→ Excerpt to read
---
This afternoon, the library was closed so I sat here on my couch and read the 3 issues of Afterword that I brough home from the reading. It was nice to be immersed in poetry again, in the insights of other people. Reading the issues inspired me to write a poem called ‘Adulthood’ – it’s a few pages back before this entry. It’s a fairly OK poem, nothing great but also not terrible. It feels good to be able to write anything at all.
John read our collaborative poem at the end of the reading, and said it would be published in the next issue. When giving the instructions for the collaborative poem, he said to just write ‘whatever is in your head,’ so that’s what I did. I didn’t want to think about it too much and miss out on the poetry that was being read.
John spoke about the importance of creativity, and how the whole point of the evening was to spark the creativity of those who attended. And I think the reading was successful in that mission. He talked about how we all work our day jobs, but when he gets home, he picks up his pen and expresses himself creatively. He said we should all be creative, just for ourselves, just to add interest to our lives, and make them more fun. And he was right.
He said not to worry about writing for money or publication, or fame and fortune, however great those things may be, but just for the joy of it, to be creative just for creativity’s sake. And I found that I could completely agree, and relate. Even though I usually don’t write or create as often as I’d like to, I still long to do it. To listen to myself and rediscover who I am at this stage of my life.
My mother will be retiring at the end of October. Recently, she started thinking about when she started working at her job and remembered that when my sister and I were little, we used to accompany my dad on Friday nights to pick up my mom from work. He had to drive into midtown Manhattan. She worked a night shift so it was too late and dangerous to take a train home.
She mentioned how funny it is that my sister and I were so little back then and she’s been at her company so long that now we have grown up and are professionals, working our own jobs.
It’s amazing to see how time passes and things change over the years. I started remembering and looking back at those nights we would go to pick her up from work.
It was exciting for us, we would get take-out on Friday nights and then leave a few hours later to ride into the city. It was always adventurous and interesting for our young minds. I always liked looking at the tall buildings and the lights on the bridges. I had nothing on my mind mostly, except maybe the song on the radio.
And things are so funny when you are a kid. I remember waiting in the lobby of my mom’s building one night. We had gotten there a little earlier or something and my sister and I decided to get out of the car and play in the lobby.
We had these little bouncing rubber balls that we would skip along the floor and across to reach the other wall on the far side of the lobby. The lobby was huge and empty. A perfect play area for two little girls.
The sounds of the rubber balls bouncing off the walls and across the floors would echo loudly through the building and we would giggle and then laugh again at ourselves because our laughter would echo even louder through the lobby.
We kept trying to play but be quiet at the same time. And this was totally amusing to us. We were simply being kids, enjoying ourselves, laughing and having a great time. Just because we could, just because we were alive.
It was an unexpected moment to remember and kind of relive just from my mother recalling us picking her up from work as little girls. And now she is retiring soon and we are in our 30s and my sister has a family of her own.
I’m grateful for happy, joyful memories of a carefree childhood. Those are the things people relive with their own kids and anyone who spends time with kids. A child’s thoughts are so simple and refreshing. They have no worries or real concerns. They live just for right now.
---
→ What you have to do
In the journal entry above, what is the title of the poem written after reading the issues of Afterword?
---
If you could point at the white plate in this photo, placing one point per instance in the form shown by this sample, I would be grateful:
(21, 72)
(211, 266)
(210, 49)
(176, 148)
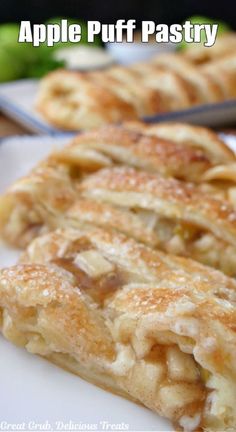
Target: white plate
(17, 100)
(33, 390)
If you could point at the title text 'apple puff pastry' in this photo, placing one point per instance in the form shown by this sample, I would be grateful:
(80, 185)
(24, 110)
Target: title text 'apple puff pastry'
(154, 328)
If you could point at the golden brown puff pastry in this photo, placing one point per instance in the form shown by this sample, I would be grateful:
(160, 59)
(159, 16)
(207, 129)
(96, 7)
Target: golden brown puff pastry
(154, 328)
(117, 145)
(224, 45)
(145, 101)
(33, 201)
(50, 189)
(177, 93)
(204, 88)
(73, 101)
(188, 136)
(184, 220)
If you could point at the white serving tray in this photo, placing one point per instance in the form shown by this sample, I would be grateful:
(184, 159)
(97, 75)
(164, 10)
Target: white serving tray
(32, 389)
(17, 100)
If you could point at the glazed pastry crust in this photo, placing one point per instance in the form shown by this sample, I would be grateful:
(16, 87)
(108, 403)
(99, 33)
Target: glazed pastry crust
(51, 196)
(166, 319)
(168, 82)
(182, 218)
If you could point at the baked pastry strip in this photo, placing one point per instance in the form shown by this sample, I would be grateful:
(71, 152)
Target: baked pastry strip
(51, 188)
(154, 328)
(180, 217)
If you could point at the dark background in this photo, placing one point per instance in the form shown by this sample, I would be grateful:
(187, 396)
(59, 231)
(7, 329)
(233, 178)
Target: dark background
(161, 11)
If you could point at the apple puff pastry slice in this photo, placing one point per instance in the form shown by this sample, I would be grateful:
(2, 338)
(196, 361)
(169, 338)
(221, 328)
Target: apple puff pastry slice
(72, 101)
(180, 218)
(154, 328)
(119, 145)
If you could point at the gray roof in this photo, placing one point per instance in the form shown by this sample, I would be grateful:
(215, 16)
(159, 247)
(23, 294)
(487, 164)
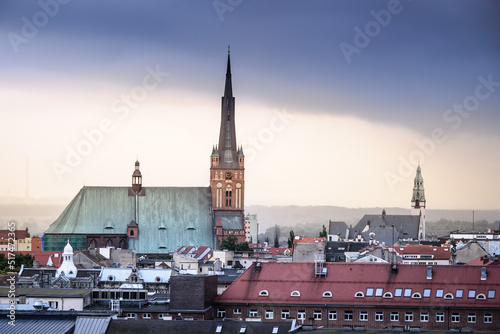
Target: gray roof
(185, 212)
(405, 227)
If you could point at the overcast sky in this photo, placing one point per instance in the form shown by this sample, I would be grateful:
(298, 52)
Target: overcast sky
(336, 101)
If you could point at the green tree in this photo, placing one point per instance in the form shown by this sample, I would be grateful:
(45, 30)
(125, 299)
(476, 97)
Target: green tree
(291, 239)
(323, 233)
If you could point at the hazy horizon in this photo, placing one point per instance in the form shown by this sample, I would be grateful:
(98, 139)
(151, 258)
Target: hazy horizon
(336, 102)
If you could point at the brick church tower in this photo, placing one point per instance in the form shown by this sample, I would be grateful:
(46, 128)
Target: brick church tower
(227, 171)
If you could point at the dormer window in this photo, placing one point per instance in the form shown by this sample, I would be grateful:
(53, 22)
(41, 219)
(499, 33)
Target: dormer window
(327, 294)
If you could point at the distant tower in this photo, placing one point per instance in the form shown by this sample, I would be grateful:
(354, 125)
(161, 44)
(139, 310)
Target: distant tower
(418, 202)
(67, 267)
(137, 179)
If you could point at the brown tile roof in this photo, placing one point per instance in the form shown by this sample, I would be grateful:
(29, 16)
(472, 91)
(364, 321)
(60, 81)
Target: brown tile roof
(344, 280)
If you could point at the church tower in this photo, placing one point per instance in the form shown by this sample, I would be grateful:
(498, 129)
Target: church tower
(418, 202)
(227, 172)
(227, 161)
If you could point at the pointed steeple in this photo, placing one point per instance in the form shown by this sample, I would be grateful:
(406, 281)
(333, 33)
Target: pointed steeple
(418, 198)
(228, 89)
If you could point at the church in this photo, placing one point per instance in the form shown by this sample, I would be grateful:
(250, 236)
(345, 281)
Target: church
(157, 220)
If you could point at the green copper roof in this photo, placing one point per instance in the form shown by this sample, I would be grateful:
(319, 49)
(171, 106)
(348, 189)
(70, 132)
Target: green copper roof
(168, 217)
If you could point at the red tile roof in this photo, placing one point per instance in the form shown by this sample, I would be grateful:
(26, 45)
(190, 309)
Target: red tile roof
(344, 280)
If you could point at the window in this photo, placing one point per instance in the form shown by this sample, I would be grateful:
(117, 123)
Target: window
(448, 296)
(264, 293)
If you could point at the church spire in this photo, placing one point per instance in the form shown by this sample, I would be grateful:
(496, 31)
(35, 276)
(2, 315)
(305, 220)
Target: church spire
(418, 198)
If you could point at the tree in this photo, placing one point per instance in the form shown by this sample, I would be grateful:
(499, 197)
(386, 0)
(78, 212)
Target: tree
(291, 239)
(229, 243)
(276, 236)
(323, 233)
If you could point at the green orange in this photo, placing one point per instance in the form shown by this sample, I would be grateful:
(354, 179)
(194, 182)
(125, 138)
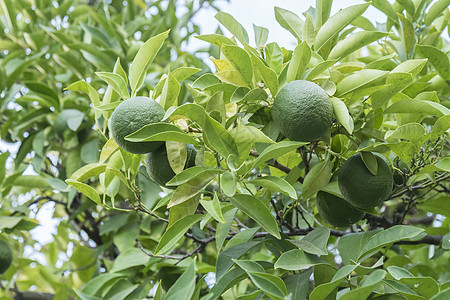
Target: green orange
(131, 115)
(302, 111)
(360, 187)
(336, 211)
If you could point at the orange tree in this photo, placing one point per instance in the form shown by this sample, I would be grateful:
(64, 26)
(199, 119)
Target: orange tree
(358, 211)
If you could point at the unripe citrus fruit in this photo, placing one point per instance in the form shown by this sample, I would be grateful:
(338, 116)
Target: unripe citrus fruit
(5, 257)
(158, 166)
(302, 111)
(131, 115)
(336, 211)
(360, 187)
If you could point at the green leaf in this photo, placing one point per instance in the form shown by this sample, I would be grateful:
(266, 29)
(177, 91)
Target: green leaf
(318, 69)
(169, 93)
(396, 82)
(389, 236)
(275, 151)
(275, 184)
(213, 208)
(317, 178)
(412, 66)
(351, 245)
(366, 286)
(224, 228)
(354, 42)
(359, 80)
(83, 86)
(87, 190)
(94, 285)
(336, 23)
(297, 259)
(240, 61)
(9, 12)
(274, 57)
(419, 107)
(309, 31)
(224, 260)
(298, 285)
(242, 236)
(289, 21)
(443, 295)
(117, 83)
(176, 155)
(437, 58)
(438, 205)
(407, 35)
(88, 171)
(268, 75)
(143, 59)
(259, 212)
(3, 157)
(183, 73)
(191, 173)
(130, 258)
(230, 278)
(435, 10)
(342, 115)
(9, 222)
(230, 23)
(229, 184)
(215, 39)
(403, 289)
(439, 128)
(161, 132)
(84, 296)
(273, 286)
(315, 242)
(404, 150)
(216, 135)
(323, 9)
(261, 35)
(299, 62)
(444, 164)
(249, 266)
(370, 161)
(321, 292)
(184, 287)
(190, 188)
(386, 8)
(175, 232)
(413, 132)
(425, 286)
(245, 137)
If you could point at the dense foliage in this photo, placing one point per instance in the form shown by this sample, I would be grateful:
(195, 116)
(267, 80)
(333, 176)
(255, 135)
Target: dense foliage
(243, 222)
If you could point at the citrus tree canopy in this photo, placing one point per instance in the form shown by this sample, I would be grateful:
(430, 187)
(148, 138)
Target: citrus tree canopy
(246, 170)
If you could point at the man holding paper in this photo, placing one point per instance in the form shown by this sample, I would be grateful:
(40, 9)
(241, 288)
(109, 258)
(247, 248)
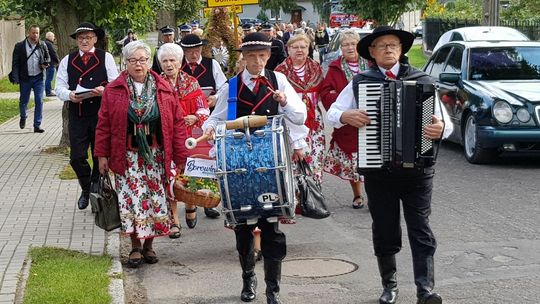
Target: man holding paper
(81, 79)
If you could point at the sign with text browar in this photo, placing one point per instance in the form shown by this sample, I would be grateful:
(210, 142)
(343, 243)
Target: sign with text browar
(198, 167)
(217, 3)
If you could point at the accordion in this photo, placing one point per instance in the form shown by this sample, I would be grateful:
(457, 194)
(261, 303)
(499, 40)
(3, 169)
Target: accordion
(398, 110)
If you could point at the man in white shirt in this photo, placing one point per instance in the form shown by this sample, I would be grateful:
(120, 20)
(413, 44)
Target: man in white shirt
(262, 92)
(387, 186)
(80, 81)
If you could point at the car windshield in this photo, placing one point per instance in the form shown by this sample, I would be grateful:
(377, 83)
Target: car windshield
(504, 63)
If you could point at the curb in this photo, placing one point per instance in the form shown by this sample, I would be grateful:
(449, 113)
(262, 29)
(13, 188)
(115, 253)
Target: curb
(116, 273)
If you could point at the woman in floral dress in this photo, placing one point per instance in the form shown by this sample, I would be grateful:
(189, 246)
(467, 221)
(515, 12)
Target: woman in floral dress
(305, 75)
(195, 109)
(140, 137)
(341, 157)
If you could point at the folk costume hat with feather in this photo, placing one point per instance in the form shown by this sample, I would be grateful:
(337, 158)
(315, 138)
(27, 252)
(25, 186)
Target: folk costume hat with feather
(405, 38)
(88, 27)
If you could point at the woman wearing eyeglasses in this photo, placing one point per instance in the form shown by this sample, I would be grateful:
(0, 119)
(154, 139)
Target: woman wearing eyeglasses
(194, 106)
(140, 137)
(341, 157)
(305, 75)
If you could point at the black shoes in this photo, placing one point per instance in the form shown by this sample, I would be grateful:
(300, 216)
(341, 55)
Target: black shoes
(191, 222)
(83, 200)
(431, 298)
(211, 212)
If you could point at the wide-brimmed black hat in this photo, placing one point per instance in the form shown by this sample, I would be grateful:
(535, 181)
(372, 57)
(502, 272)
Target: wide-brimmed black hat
(255, 41)
(192, 40)
(88, 27)
(405, 38)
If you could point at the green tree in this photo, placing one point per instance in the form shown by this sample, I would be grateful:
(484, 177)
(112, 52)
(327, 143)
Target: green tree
(381, 11)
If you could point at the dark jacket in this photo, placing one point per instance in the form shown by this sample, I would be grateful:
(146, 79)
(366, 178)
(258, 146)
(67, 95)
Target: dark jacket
(19, 70)
(52, 52)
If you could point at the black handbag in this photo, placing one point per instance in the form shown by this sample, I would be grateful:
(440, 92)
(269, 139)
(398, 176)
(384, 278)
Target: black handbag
(310, 195)
(105, 205)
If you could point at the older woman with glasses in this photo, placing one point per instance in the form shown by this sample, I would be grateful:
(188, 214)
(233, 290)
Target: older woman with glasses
(140, 137)
(341, 157)
(306, 75)
(195, 108)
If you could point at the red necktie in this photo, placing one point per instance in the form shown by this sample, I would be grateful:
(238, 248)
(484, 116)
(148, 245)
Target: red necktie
(86, 57)
(390, 75)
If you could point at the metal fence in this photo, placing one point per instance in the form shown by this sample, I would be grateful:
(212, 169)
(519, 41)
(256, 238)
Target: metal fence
(434, 28)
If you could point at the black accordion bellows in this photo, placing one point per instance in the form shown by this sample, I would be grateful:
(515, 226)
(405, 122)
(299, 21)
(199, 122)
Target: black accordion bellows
(399, 111)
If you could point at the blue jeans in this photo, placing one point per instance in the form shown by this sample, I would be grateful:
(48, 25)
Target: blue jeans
(48, 79)
(25, 87)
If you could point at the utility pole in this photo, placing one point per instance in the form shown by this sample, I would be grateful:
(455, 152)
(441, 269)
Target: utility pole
(491, 12)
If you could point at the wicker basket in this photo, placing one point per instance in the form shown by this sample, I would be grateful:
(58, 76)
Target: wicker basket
(193, 198)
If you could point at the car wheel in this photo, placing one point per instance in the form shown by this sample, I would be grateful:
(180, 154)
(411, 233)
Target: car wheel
(473, 152)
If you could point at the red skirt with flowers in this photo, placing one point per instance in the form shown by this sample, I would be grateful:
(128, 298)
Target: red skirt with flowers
(142, 195)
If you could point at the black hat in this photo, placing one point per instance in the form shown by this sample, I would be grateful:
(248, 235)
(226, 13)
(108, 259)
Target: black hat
(247, 26)
(192, 40)
(255, 41)
(266, 27)
(167, 30)
(184, 28)
(88, 27)
(405, 38)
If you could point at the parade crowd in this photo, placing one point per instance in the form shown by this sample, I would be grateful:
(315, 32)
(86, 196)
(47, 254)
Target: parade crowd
(135, 122)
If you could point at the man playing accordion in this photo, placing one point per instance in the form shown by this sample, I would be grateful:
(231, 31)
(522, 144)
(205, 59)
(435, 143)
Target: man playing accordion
(385, 186)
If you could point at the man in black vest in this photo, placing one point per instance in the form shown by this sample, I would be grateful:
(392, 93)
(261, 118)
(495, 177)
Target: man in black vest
(168, 37)
(208, 73)
(30, 59)
(278, 48)
(255, 97)
(81, 79)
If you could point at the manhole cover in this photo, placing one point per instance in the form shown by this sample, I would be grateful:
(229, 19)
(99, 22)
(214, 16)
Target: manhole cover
(317, 267)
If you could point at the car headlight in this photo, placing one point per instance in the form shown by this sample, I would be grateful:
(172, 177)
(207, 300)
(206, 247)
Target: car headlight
(502, 112)
(523, 115)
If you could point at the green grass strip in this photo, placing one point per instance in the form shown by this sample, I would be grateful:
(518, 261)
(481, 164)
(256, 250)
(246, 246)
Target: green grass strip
(6, 86)
(63, 276)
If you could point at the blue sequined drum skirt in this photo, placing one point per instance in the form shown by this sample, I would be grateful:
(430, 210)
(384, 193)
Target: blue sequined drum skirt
(254, 173)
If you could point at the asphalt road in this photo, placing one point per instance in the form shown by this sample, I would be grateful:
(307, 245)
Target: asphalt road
(485, 219)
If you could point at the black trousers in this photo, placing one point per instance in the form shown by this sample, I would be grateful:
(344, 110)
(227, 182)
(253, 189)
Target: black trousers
(273, 242)
(385, 190)
(82, 134)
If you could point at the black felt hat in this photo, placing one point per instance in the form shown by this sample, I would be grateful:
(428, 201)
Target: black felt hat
(255, 41)
(88, 27)
(167, 30)
(185, 28)
(405, 38)
(192, 40)
(266, 27)
(247, 26)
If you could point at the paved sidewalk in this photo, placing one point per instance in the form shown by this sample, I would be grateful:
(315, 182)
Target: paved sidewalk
(36, 207)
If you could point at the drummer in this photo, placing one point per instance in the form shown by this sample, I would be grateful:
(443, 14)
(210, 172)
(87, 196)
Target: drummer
(262, 92)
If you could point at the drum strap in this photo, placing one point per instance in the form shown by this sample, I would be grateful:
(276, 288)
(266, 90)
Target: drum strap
(233, 92)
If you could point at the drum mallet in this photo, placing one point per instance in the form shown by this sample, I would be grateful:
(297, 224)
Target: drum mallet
(191, 143)
(250, 121)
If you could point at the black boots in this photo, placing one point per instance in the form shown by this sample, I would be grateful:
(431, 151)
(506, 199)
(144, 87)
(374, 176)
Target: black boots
(424, 278)
(249, 287)
(272, 277)
(387, 269)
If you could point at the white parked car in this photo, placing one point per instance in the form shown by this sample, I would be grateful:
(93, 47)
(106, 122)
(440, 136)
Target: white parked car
(481, 33)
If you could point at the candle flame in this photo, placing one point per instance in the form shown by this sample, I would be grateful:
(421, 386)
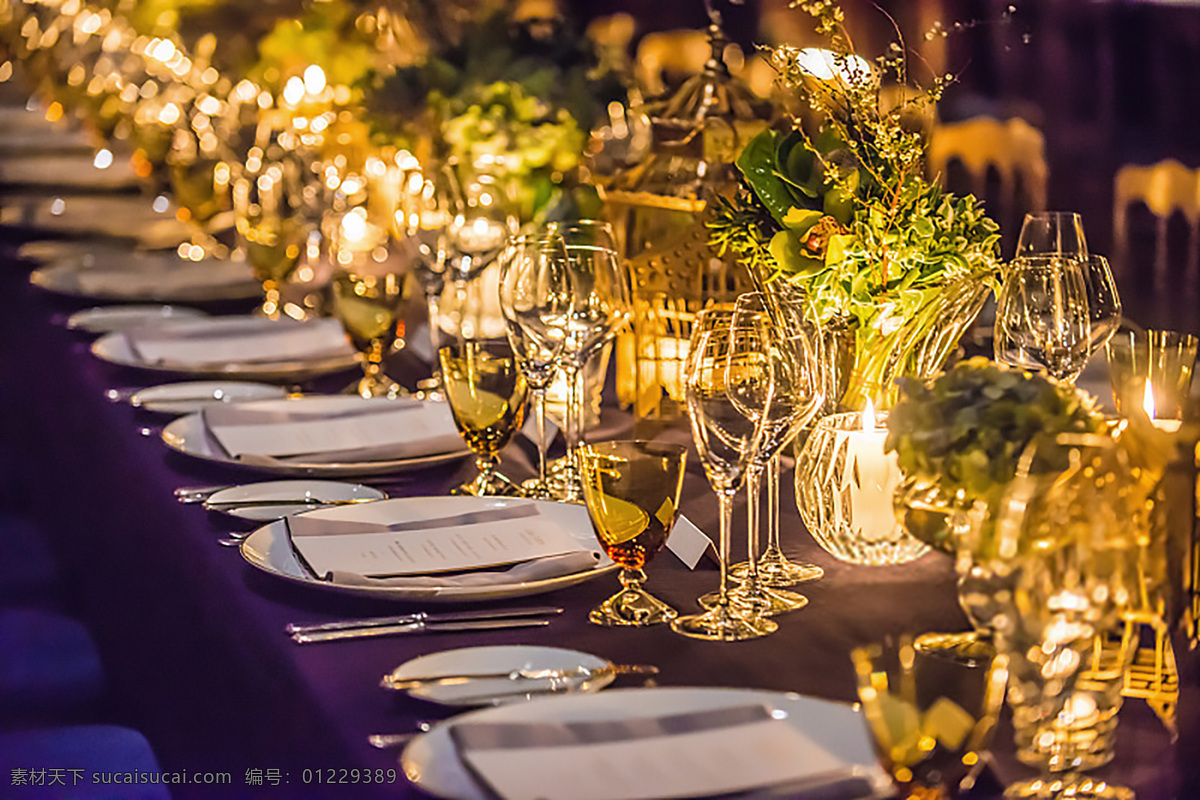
---
→ Finished task
The poem is called "Adulthood."